━━ PAGE TEXT ━━

As we contemplate a future in which machines produce analytics insights, remember that no combination of technologies and methods can replace the human capacity for curiosity and wonder.

Increasingly, we use the term "analytics" to describe just about everything, from business intelligence (BI) reports, charts, and other not-quite-analytical artifacts to the most advanced data visualizations.

However, a BI report is not (necessarily) a piece of analysis. An ad hoc query tool by itself is not analytical, and neither is a self-service data visualization tool such as Tableau.

What makes these things "analytical" is their creation and use by human beings.

We could split hairs here -- especially as we contemplate a future in which "intelligent" machines are tasked with the production of new analytics insights. However, someone has to study, decompose, and frame the initial problem. Someone has to identify that problem's constitutive elements. Someone has to enumerate and interpret the relations between these elements. Someone has to instantiate this interpretation in software or firmware, e.g., in an analytics model.

Before any of this happens, someone has to speculate, inquire, and hypothesize. Someone has to be curious -- to wonder.

That someone is a human being.

This will continue to be the case until machines somehow develop (or, what is more likely, have developed for them) a capacity for curiosity and wonder, both of which are arguably necessary for self-awareness and abstract thought. Until then, even the most sophisticated ensemble models, ensemble methods, or function-specific artificial intelligences (AI) cannot reveal, let alone "discover," anything that isn't built into their understanding of the world they purport to model.

So what do we really mean by the term "analytics?"

Often, we mean something quite mundane. "Analytics" describes the practice of putting pieces of information together into new and different combinations -- data models, multidimensional models, predictive models, algorithms, etc. -- such that they approximate a richer, more revealing, more actionable world.

Analytics can take the form of a basic business fact -- sales of this product in this store in this region for this period is one example. An historical analysis could ask how sales of this product at this time compare with sales at this time last year or five years ago.

More advanced types of analytics are far from mundane, however. They use statistical techniques to generate an output -- a prediction, a prescription, a simple correlation -- that's a function of one or more input variables.

Some analytics technologies -- such as machine learning and AI -- also have a limited capacity to "learn" or adapt as real-world conditions change. They're able to do this by making predictions or inferences based on the information available to them. They cannot "think," "know," or "imagine." Instead, they work programmatically, in accordance with the logic and rules that are built into their enabling models. Their sophistication and power can be enhanced by combining them with other models or technologies.

Nothing Will Come of Nothing

No combination of analytics technologies and methods can approximate the human capacity for curiosity and wonder. Historian of ideas Lorraine Daston, among others, has written persuasively about the role curiosity and wonder play in the production of knowledge.

Analytics technologies lack these capacities. They likewise lack the related capacities of imagination and speculation, which are the products of human self-consciousness and thought.

━━━
━━ AVAILABLE DATA ━━

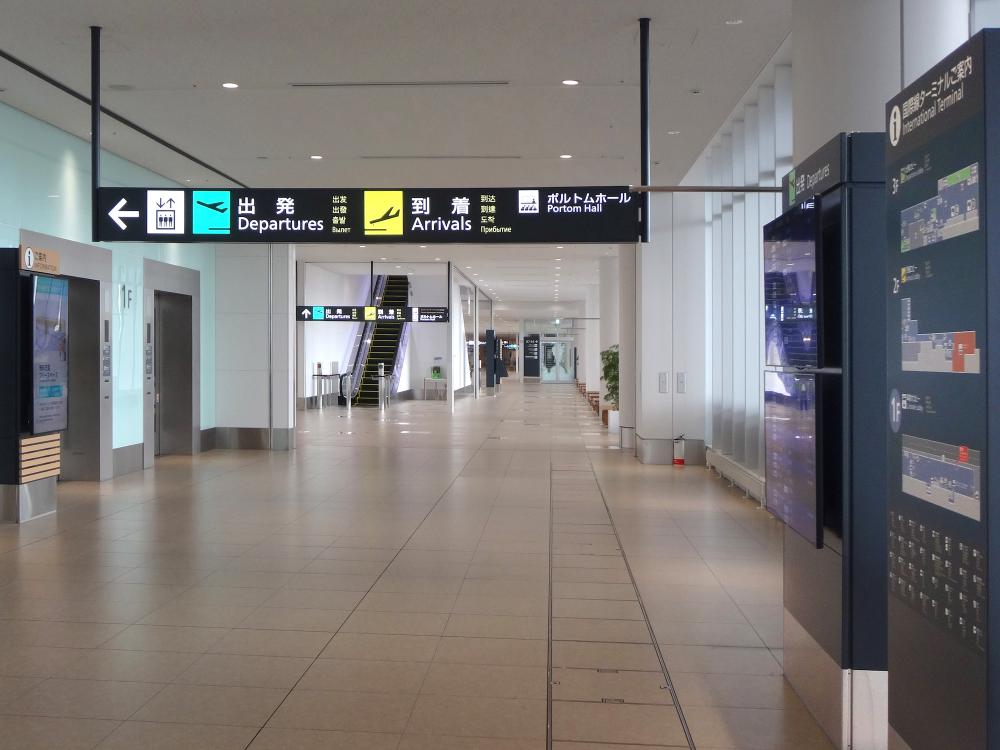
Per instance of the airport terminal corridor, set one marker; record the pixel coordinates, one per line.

━━━

• EXERCISE: Output the analytics text verbatim, starting at "What makes these" and ending at "-- to wonder.".

• REPLY TO THE EXERCISE:
What makes these things "analytical" is their creation and use by human beings.

We could split hairs here -- especially as we contemplate a future in which "intelligent" machines are tasked with the production of new analytics insights. However, someone has to study, decompose, and frame the initial problem. Someone has to identify that problem's constitutive elements. Someone has to enumerate and interpret the relations between these elements. Someone has to instantiate this interpretation in software or firmware, e.g., in an analytics model.

Before any of this happens, someone has to speculate, inquire, and hypothesize. Someone has to be curious -- to wonder.